Brief
Every record is to be printed exactly as written; pictures are to be omitted.

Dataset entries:
________________

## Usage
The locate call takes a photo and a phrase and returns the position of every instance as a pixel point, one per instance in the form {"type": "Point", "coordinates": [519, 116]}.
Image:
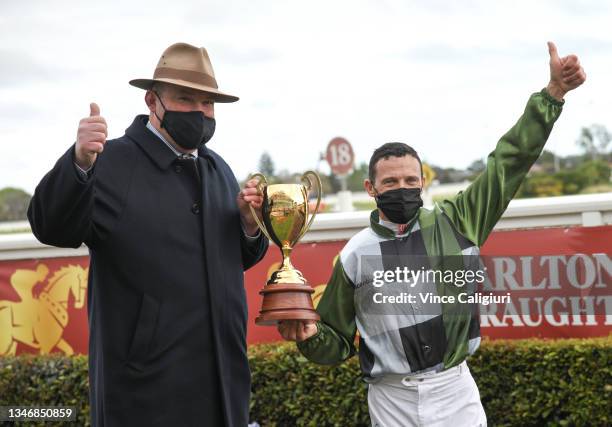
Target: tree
{"type": "Point", "coordinates": [476, 168]}
{"type": "Point", "coordinates": [266, 165]}
{"type": "Point", "coordinates": [13, 204]}
{"type": "Point", "coordinates": [594, 140]}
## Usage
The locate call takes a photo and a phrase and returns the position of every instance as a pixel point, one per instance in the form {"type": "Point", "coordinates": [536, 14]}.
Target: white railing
{"type": "Point", "coordinates": [566, 211]}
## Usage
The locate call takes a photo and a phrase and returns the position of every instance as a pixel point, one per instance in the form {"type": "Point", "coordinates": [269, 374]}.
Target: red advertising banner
{"type": "Point", "coordinates": [559, 280]}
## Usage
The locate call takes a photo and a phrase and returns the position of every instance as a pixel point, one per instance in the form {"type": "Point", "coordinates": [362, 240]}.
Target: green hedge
{"type": "Point", "coordinates": [522, 383]}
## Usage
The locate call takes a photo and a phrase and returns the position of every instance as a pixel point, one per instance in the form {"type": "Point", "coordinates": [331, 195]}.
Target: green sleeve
{"type": "Point", "coordinates": [333, 342]}
{"type": "Point", "coordinates": [476, 210]}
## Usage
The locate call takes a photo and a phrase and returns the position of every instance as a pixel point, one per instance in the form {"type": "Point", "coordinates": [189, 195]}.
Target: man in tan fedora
{"type": "Point", "coordinates": [169, 233]}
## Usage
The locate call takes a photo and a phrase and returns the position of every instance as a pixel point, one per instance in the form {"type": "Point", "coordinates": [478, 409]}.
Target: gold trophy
{"type": "Point", "coordinates": [285, 212]}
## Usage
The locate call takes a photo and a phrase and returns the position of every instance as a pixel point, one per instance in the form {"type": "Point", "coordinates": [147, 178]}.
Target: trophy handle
{"type": "Point", "coordinates": [308, 182]}
{"type": "Point", "coordinates": [260, 188]}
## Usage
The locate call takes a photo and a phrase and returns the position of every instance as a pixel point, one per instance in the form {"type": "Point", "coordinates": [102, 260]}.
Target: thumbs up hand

________________

Exercise result
## Usage
The locate call takes a photo and a phrase and returns the position of every instance as a pixel point, one per instance in the form {"type": "Point", "coordinates": [519, 116]}.
Image:
Target: tree
{"type": "Point", "coordinates": [476, 168]}
{"type": "Point", "coordinates": [266, 165]}
{"type": "Point", "coordinates": [13, 204]}
{"type": "Point", "coordinates": [594, 140]}
## Usage
The locate call takes a photo and a phrase and returns the position of every instance as a pixel point, one per instance in the form {"type": "Point", "coordinates": [536, 14]}.
Target: white railing
{"type": "Point", "coordinates": [566, 211]}
## Usage
The locate call takes a photo and a phrase and returns the position of every instance as a pixel point, one per instance in the form {"type": "Point", "coordinates": [269, 374]}.
Target: red advertising banner
{"type": "Point", "coordinates": [559, 280]}
## Usage
The locate call takes a photo and a phrase and returns the position of every instance as a pixel point, one per instance in the form {"type": "Point", "coordinates": [362, 240]}.
Target: green hedge
{"type": "Point", "coordinates": [522, 383]}
## Usage
The locate call takes a photo and a phrase and returns the position of every instance as a pixel point, one per instance in the form {"type": "Point", "coordinates": [331, 195]}.
Target: green sleeve
{"type": "Point", "coordinates": [333, 342]}
{"type": "Point", "coordinates": [476, 210]}
## Usage
The locate call takes a photo and a phrase and returns the position of every instance as a pixel point, one per instance in the form {"type": "Point", "coordinates": [189, 195]}.
Target: man in tan fedora
{"type": "Point", "coordinates": [169, 233]}
## Usage
The locate call takes a photo and a phrase and returns the position of every instance as a pixel point, one per instance in the form {"type": "Point", "coordinates": [478, 409]}.
Target: gold trophy
{"type": "Point", "coordinates": [285, 212]}
## Usage
The locate call takes a photo and a phrase and returns the position of every instance as a pixel point, one per instance in the form {"type": "Point", "coordinates": [147, 178]}.
Target: trophy handle
{"type": "Point", "coordinates": [308, 182]}
{"type": "Point", "coordinates": [260, 188]}
## Usage
The locate call takes a photo and a phrase and returns the position of every instance as a pixel point, one per instance in the form {"type": "Point", "coordinates": [102, 260]}.
Target: thumbs up hand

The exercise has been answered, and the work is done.